#### [WHAT THE TASK REQUIRES]
Please find every line in the entries below that contains the word "appreciate" and copy each of those lines in full. Matching is case-sensitive.

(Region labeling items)
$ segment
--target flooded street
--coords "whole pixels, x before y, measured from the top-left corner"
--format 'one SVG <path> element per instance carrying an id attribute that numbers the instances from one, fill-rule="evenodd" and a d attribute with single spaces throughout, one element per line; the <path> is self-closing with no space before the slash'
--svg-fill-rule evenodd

--

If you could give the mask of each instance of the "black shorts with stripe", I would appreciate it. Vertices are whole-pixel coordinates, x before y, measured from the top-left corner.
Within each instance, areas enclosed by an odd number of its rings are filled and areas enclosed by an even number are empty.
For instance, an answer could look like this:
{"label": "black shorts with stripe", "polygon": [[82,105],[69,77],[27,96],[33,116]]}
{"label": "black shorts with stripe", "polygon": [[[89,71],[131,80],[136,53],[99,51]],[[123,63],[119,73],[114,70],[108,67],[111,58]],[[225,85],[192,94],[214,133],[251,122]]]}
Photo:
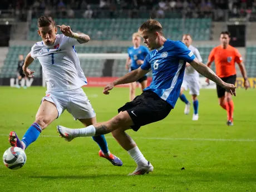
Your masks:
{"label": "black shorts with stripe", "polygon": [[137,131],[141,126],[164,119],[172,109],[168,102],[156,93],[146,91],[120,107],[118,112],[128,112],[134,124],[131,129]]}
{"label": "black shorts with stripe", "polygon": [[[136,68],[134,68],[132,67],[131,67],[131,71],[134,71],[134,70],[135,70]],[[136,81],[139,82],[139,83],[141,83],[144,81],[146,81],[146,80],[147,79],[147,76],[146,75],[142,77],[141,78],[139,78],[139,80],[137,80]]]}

--

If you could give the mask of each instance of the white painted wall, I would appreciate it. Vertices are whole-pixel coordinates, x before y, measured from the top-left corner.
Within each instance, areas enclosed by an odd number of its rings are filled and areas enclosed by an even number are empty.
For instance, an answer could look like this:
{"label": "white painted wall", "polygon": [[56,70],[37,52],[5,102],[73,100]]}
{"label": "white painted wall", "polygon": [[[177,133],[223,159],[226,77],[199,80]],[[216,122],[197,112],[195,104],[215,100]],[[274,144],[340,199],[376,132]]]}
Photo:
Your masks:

#### [COMPLETE ANSWER]
If you could give the mask of each instance of the "black shorts with stripe", I would appreciate it. Vertices are whole-pixel coordinates, x before y, measured from the top-left corner.
If you could give the mask of each instance of the white painted wall, I would appreciate it. Vertices are whole-pixel coordinates, x before y, measured from the top-left corner.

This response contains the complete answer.